● About this exercise: Return the data exactly, without pictures.

[Extracted records]

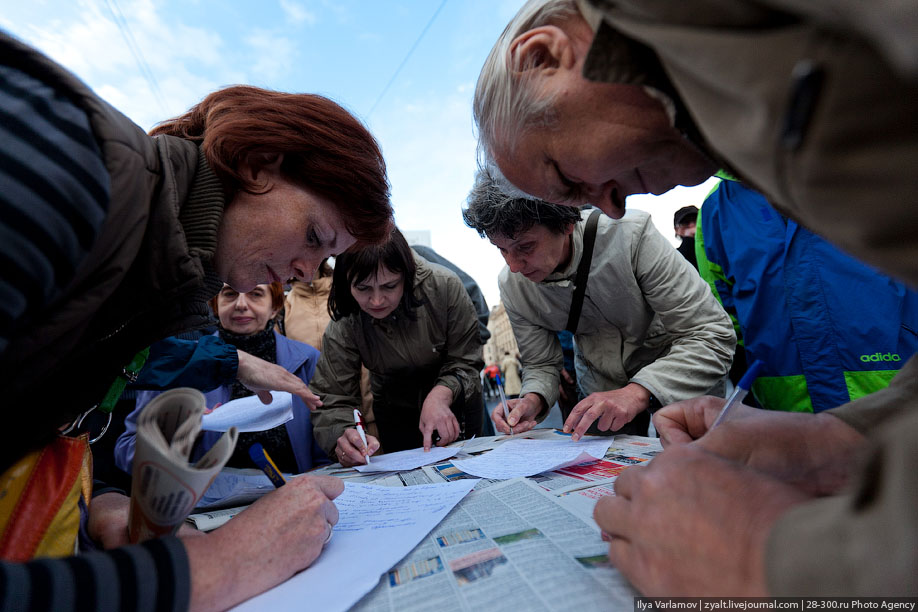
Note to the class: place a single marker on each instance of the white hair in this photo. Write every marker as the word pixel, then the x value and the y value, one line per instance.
pixel 504 103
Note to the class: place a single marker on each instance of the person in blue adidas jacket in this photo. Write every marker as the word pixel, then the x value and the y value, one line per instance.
pixel 829 328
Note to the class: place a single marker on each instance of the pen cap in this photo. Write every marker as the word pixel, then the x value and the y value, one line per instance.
pixel 751 374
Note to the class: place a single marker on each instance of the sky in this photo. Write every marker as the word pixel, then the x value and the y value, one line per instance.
pixel 406 68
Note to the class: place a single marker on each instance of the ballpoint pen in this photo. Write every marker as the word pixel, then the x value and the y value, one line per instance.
pixel 261 458
pixel 742 388
pixel 503 400
pixel 363 436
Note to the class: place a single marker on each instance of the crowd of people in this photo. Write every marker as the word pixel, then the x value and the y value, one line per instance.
pixel 116 240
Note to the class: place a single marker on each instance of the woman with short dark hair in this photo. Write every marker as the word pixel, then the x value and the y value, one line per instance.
pixel 412 324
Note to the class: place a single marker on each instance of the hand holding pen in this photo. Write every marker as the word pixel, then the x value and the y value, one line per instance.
pixel 351 449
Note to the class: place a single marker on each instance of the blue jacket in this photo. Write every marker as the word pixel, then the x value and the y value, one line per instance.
pixel 829 328
pixel 295 357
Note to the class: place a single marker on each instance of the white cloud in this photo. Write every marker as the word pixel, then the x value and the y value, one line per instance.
pixel 297 13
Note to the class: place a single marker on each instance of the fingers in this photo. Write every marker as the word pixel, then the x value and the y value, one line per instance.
pixel 350 449
pixel 309 398
pixel 497 415
pixel 330 486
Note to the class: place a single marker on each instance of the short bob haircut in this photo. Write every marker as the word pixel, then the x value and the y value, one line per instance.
pixel 493 212
pixel 355 266
pixel 326 150
pixel 504 104
pixel 275 289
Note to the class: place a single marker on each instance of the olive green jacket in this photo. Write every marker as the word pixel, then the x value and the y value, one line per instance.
pixel 647 317
pixel 442 340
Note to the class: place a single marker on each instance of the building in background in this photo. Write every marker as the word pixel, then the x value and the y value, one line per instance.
pixel 502 338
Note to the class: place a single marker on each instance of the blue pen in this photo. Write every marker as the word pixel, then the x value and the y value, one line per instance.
pixel 742 389
pixel 503 400
pixel 261 458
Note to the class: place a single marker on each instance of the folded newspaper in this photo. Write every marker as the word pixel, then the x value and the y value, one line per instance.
pixel 166 485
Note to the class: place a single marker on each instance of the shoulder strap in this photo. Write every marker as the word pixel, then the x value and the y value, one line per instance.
pixel 583 271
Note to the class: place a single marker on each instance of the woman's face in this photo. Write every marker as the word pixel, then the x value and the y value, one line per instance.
pixel 245 313
pixel 379 296
pixel 277 235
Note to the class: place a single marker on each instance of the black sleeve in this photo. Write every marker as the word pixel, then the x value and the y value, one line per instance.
pixel 151 576
pixel 54 195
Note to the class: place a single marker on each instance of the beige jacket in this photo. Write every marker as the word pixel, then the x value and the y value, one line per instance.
pixel 647 317
pixel 813 104
pixel 443 340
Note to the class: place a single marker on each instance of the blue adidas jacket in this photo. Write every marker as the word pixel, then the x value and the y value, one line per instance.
pixel 829 328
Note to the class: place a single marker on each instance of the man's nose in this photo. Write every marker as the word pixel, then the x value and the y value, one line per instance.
pixel 515 263
pixel 604 198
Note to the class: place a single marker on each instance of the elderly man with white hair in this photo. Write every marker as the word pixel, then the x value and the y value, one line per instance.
pixel 812 104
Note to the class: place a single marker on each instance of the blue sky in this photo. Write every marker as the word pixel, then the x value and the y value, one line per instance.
pixel 152 59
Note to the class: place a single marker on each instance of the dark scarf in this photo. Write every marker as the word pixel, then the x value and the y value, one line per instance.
pixel 263 345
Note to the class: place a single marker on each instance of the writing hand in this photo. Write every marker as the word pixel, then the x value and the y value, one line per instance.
pixel 436 414
pixel 691 524
pixel 279 535
pixel 523 413
pixel 350 450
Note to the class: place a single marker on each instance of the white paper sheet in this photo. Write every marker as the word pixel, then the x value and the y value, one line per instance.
pixel 408 459
pixel 377 527
pixel 249 414
pixel 524 457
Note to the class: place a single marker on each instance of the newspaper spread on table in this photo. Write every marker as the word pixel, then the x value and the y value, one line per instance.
pixel 166 487
pixel 498 550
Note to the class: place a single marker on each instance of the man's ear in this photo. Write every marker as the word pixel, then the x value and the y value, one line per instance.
pixel 543 48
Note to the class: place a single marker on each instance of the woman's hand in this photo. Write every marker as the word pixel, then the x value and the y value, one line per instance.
pixel 436 414
pixel 614 409
pixel 262 377
pixel 523 413
pixel 350 450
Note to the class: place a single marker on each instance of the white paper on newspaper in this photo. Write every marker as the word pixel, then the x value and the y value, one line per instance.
pixel 523 457
pixel 377 527
pixel 408 459
pixel 165 485
pixel 507 548
pixel 249 414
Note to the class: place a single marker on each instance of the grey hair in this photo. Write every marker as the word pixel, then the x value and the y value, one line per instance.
pixel 493 212
pixel 504 100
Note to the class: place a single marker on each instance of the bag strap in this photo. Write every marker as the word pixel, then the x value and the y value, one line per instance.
pixel 583 271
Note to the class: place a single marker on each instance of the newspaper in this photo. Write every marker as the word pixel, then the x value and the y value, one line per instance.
pixel 166 486
pixel 498 550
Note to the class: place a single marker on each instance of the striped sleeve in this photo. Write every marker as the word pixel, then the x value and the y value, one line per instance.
pixel 153 576
pixel 54 194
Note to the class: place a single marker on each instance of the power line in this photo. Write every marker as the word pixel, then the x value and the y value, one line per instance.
pixel 407 56
pixel 121 22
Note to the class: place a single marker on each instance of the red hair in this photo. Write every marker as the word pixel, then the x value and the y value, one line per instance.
pixel 326 150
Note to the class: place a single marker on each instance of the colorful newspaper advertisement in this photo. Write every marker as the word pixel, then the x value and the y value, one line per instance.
pixel 508 547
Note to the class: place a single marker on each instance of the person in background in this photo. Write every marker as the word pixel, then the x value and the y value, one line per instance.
pixel 412 324
pixel 510 366
pixel 306 316
pixel 247 321
pixel 648 326
pixel 791 294
pixel 114 239
pixel 684 225
pixel 812 105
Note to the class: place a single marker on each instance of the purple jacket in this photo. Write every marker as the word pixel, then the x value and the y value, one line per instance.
pixel 295 357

[/Extracted records]

● Task answer:
Note to the class: place a single marker on each instance of the white hair in this photo. Write every marker as the word pixel, then the x value and the y value, one line per instance.
pixel 504 103
Note to the class: place a single marker on each instance of the person in blue adidas jacket in this photo. Write every marker as the word pixel, then the x value and the y value, one line per instance.
pixel 829 328
Note to the class: place a single marker on each instance of the pen cap in this photo. Write every marker as the word pixel, then the x value and the y value, one line per instance.
pixel 751 374
Note to the class: place a single marker on each instance of the sky in this photo. Write every marker as the word pixel, then the x value and the y value, one line per instance.
pixel 406 68
Note to the class: place a single marker on each instance of the ballpoint pen in this photo. Write every marker as the word pixel, then the x value and the y value, one line per instance.
pixel 261 458
pixel 742 388
pixel 503 400
pixel 363 436
Note to the class: place a single marker on each instance of the crowd of people in this photo. Write every marker as the word pixel, then the x value and the y value, one line per instance.
pixel 116 240
Note to the class: place a single marker on each instance of the woman with short dark hair in this photo. Write every marker as the word pixel, then the x value and the y value, one line per instance.
pixel 412 324
Note to the class: place a single marker on each instance of the hand holding pen in this photo. Write every marker as the word pixel, then the x value and the y value, one line per instance.
pixel 351 449
Note to the class: place a single marker on each instance of the blue jacket in this photo. Write every marker as the word pixel, then the x value and the y value, one line per instance.
pixel 829 328
pixel 295 357
Note to the class: place a single marker on each instance of the white cloud in this photo. Write every marker as the word pixel, then the x value and the y value, one line per instance.
pixel 297 13
Note to the class: place a single marker on each instance of the fingers in this photo. Write every marker as the word pixel, then the x value and the y value, one line per instance.
pixel 350 449
pixel 309 398
pixel 497 415
pixel 330 486
Note to the class: place a single marker on each instance of the short bob haircut in this photo. Write every marker as the word pixel, then the x value and the y value, one line per instance.
pixel 493 212
pixel 355 266
pixel 326 150
pixel 504 104
pixel 275 289
Note to the class: place a single marker on each instance of the olive green jacket in this photo. Write every marker as the word pixel, then the x value and the y value, one line per instance.
pixel 647 317
pixel 442 340
Note to the class: place a single marker on each instance of the building in background in this photo. Write every marker as the word pixel, then the x value and the y value, one line per instance.
pixel 502 338
Note to the class: place a single marker on each instance of the blue pen in this photo. Write every marker as the word pixel, then the x value and the y value, one line per instance.
pixel 742 389
pixel 503 400
pixel 261 458
Note to the class: place a single marker on each instance of the folded newspaper in this photo. Write every marker as the word pixel, then the x value and the y value, one line per instance.
pixel 166 485
Note to the class: place a single marker on each instance of the shoulder strap in this photo. Write every marker as the word pixel, then the x value and the y value, one line per instance.
pixel 583 271
Note to the class: place a single marker on each instance of the woman's face in this photo. Write every marker as the word pixel, then the x value and the y value, one line per instance.
pixel 245 313
pixel 379 296
pixel 277 235
Note to the class: place a single marker on each instance of the black sleeve in this photo. Write every marker as the word pixel, then the x value and the y value, one line per instance.
pixel 151 576
pixel 54 195
Note to the class: place a single marker on each instance of the beige jacket in this photo. Write every marker as the word pixel, then the x value and the y value, one line per instance.
pixel 647 317
pixel 813 104
pixel 443 340
Note to the class: place a single marker on each instance of the blue adidas jacket in this photo. Write every marker as the word pixel, then the x value and the y value, one line per instance.
pixel 829 328
Note to the class: place a single marker on each instance of the man's nose in this photo. Write every marker as the word pixel, then the x value and the y value, one line per instance.
pixel 515 263
pixel 604 198
Note to the class: place a single marker on each instance of the elderly man with white hair in this photo. Write every marker as the word pixel, then the x value and the y value, one line per instance.
pixel 812 104
Note to the class: place a single marker on each instance of the blue sky in this photo. Write every marker as the word pixel, then the x value and the y value, one line per instance.
pixel 152 59
Note to the class: place a single marker on each instance of the dark scarf in this photo. Write every marker as the word pixel, then the x value and the y value, one line per instance.
pixel 263 345
Note to the class: place a single marker on each instance of the writing hand in this photo. Write every marker as the word pixel, then the x value and the y value, one line per instance.
pixel 436 414
pixel 691 524
pixel 279 535
pixel 523 413
pixel 350 450
Note to the class: place a single marker on each instance of the white paper sheet in this photo. Write every marker as the word pixel, then the x value and the y value, one line per instance.
pixel 408 459
pixel 377 527
pixel 249 414
pixel 524 457
Note to the class: place a single marker on each instance of the newspaper spread on table in this photo. Write every marker as the word pixel, then the x value and the y value, one line per instance.
pixel 166 487
pixel 498 550
Note to the class: place a single marker on each instance of the man's ear in this photo. Write every marker as the word pixel, then the x value and the y value, one line per instance.
pixel 543 48
Note to the class: place a single marker on each instance of the woman's hand in this photo. Write every marker as the word pixel, then the x value and the y value, one line per instance.
pixel 436 414
pixel 614 409
pixel 262 377
pixel 523 413
pixel 350 450
Note to the class: place a single marker on each instance of the white paper on newspaper in this photo. Write every marker as the word pixel, then the x value and the y value, one line per instance.
pixel 523 457
pixel 377 527
pixel 408 459
pixel 165 485
pixel 507 548
pixel 249 414
Note to the class: place a single marker on each instance of the grey hair in this photo. Write every marker as the word pixel, then the x value and the y value, one line per instance.
pixel 493 212
pixel 504 100
Note to the class: place a single marker on each instance of the bag strap in this photo. Write every marker as the word pixel, then the x value and the y value, one line per instance.
pixel 583 271
Note to the class: place a single marker on each instance of the newspaper in this photo. Write every marker as the word pixel, then the x value and the y value, one line per instance.
pixel 166 486
pixel 498 550
Note to the class: place a single marker on each instance of the striped sleeve in this photo. Write every marker as the word pixel, then the x value and the y value, one line per instance.
pixel 153 576
pixel 54 194
Note to the class: place a single marker on each instance of the power line in this photo. Write every marker as the word pixel, then the x value and the y value, one line per instance.
pixel 407 56
pixel 121 22
Note to the class: place a single marker on each instance of the red hair in this photo. Write every marker as the word pixel, then the x value and the y value, one line per instance.
pixel 326 150
Note to the class: place a single marker on each instance of the colorful newspaper advertisement in this photo. Write every marker as the word pixel, then the x value and the y value, one line per instance.
pixel 508 547
Note to the class: place a single marker on each instance of the person in background in this photo. Write every marker as the word pixel, then the x value and the y value, one line per instance.
pixel 412 324
pixel 510 366
pixel 306 316
pixel 247 321
pixel 648 326
pixel 791 294
pixel 114 239
pixel 684 225
pixel 812 105
Note to the class: place a single marker on each instance of the purple jacket in this photo. Write every marker as the word pixel, then the x value and the y value, one line per instance.
pixel 295 357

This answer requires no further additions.